Problem requirements - Edit the data from its start through the line containing "x=208, y=186", putting "rail line" wherever "railroad track" appears and leaving everything else unchanged. Leave the pictures out of your answer.

Task data -
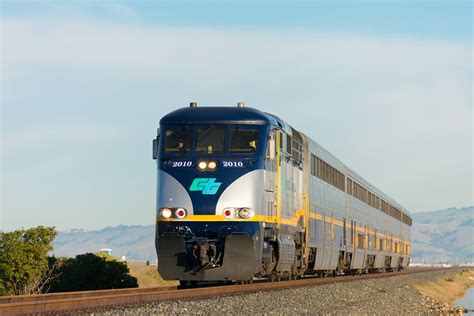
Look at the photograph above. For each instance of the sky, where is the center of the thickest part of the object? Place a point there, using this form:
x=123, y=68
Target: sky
x=385, y=86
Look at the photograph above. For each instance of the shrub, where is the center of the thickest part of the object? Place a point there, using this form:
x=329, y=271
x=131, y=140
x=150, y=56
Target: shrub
x=91, y=272
x=24, y=260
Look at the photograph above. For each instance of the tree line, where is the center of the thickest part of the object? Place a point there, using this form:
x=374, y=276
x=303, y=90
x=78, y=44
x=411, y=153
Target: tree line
x=26, y=268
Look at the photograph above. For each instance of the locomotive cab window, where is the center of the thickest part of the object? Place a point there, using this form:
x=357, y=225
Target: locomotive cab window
x=210, y=139
x=244, y=140
x=178, y=139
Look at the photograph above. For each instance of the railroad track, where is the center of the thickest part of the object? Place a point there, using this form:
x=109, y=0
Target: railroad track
x=87, y=300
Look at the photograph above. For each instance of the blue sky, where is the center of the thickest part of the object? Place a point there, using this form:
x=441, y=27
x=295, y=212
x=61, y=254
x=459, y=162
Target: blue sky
x=386, y=86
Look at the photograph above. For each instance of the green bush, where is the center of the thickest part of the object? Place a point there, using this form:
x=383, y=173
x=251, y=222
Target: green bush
x=91, y=272
x=24, y=260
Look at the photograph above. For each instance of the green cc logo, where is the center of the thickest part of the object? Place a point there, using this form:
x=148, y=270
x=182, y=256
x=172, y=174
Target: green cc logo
x=208, y=186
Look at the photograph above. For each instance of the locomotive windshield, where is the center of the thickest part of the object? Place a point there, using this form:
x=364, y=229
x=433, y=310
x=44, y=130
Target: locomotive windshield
x=243, y=140
x=178, y=138
x=211, y=138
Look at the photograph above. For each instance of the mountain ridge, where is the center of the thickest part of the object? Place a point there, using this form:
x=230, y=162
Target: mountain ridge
x=437, y=236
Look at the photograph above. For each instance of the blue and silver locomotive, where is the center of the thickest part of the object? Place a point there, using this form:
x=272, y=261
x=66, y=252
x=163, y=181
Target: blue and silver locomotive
x=242, y=194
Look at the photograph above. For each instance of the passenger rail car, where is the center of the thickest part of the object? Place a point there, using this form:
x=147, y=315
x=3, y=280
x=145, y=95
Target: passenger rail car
x=240, y=193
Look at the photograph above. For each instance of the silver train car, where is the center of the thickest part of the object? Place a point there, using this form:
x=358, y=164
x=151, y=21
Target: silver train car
x=242, y=194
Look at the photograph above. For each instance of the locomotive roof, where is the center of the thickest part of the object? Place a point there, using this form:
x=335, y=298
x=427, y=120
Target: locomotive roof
x=219, y=114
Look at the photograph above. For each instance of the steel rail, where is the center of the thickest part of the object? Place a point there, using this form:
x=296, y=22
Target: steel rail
x=87, y=300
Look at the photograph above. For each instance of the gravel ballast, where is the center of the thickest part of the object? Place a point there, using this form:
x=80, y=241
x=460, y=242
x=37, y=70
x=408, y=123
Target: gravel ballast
x=393, y=295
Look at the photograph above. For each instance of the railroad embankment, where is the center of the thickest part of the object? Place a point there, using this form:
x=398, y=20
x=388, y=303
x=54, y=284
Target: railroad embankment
x=394, y=296
x=448, y=288
x=148, y=276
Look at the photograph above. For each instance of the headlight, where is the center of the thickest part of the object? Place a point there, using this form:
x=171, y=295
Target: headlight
x=245, y=213
x=180, y=213
x=166, y=213
x=202, y=165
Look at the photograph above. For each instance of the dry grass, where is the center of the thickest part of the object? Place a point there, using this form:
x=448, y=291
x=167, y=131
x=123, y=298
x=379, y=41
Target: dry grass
x=148, y=275
x=448, y=288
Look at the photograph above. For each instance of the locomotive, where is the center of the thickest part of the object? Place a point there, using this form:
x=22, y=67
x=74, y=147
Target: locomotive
x=242, y=194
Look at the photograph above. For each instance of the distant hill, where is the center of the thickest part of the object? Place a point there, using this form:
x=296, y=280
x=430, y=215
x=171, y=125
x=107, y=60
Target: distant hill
x=443, y=236
x=439, y=236
x=134, y=242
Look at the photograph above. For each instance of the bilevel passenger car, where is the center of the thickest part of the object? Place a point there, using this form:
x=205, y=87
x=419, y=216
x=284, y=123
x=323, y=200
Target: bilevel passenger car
x=242, y=194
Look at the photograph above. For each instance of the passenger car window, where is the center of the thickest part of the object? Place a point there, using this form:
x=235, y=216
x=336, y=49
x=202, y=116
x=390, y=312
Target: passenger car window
x=178, y=139
x=244, y=140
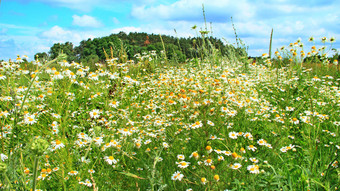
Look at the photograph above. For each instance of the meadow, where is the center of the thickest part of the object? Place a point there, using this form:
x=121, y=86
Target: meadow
x=211, y=123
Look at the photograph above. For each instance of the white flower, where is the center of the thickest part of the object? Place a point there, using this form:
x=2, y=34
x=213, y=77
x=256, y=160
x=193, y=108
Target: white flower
x=233, y=135
x=3, y=157
x=177, y=176
x=30, y=119
x=183, y=164
x=114, y=104
x=110, y=160
x=236, y=166
x=95, y=113
x=253, y=169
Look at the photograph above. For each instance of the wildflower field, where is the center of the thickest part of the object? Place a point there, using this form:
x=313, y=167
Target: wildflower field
x=211, y=123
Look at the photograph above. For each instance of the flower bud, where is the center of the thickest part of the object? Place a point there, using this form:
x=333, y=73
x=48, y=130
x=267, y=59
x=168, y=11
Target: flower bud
x=39, y=146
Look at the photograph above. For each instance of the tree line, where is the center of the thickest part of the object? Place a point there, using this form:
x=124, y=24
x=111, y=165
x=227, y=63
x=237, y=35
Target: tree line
x=97, y=49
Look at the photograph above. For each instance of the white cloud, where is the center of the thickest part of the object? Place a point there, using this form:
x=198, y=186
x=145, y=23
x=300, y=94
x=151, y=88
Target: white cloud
x=58, y=34
x=127, y=29
x=115, y=20
x=215, y=10
x=86, y=21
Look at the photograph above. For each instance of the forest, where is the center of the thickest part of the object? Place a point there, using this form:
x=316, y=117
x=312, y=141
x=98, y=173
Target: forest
x=177, y=49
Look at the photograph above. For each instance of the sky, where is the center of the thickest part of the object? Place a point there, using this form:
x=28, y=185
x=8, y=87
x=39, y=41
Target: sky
x=31, y=26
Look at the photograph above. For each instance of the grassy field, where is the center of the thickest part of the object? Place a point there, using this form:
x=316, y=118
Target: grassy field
x=208, y=124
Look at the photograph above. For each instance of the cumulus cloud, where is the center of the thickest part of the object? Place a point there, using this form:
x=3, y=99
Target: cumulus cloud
x=58, y=34
x=127, y=29
x=86, y=21
x=191, y=10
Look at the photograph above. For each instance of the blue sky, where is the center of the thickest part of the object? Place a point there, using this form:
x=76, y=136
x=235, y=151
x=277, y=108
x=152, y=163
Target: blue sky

Output of the exercise -
Look at the photograph above. For each instance of the sky, where is the center of the thickest part of the object? Place a point there, using this form:
x=123, y=68
Target: sky
x=385, y=86
Look at the photograph above. For each instance of the shrub, where is the center of the thickest part of the object? Place a point there, using this form:
x=329, y=271
x=131, y=140
x=150, y=56
Target: shrub
x=91, y=272
x=24, y=260
Look at the photograph above. For each instance of the tree line, where is the center of the thickest part of the object? Place a point there, using this form:
x=374, y=276
x=303, y=90
x=78, y=44
x=411, y=153
Target: tree line
x=26, y=268
Look at the photograph above. For each instance of the locomotive cab window, where is the center of the thickest part of the object? Place a point there, using this form:
x=357, y=225
Target: locomotive cab window
x=210, y=139
x=244, y=140
x=178, y=139
Look at the photograph above. For each instance of the rail line, where is the center of the thickest part of the object? Place a point there, using this form:
x=109, y=0
Target: rail line
x=87, y=300
Look at the photograph above. For each instance of the blue sky, where is the center of the thickest part of the object? Place a point there, using this form:
x=441, y=27
x=295, y=212
x=61, y=254
x=459, y=162
Target: blue sky
x=386, y=86
Look at the photograph above. For each instance of the green bush, where is the center of the thickest part of the object? Place a point there, using this form:
x=383, y=173
x=251, y=222
Target: green bush
x=91, y=272
x=24, y=260
Look at the photograph above. For each instance of the green cc logo, where is the center of the thickest part of the object? Place a point there, using this form:
x=148, y=270
x=182, y=256
x=172, y=174
Target: green cc logo
x=208, y=186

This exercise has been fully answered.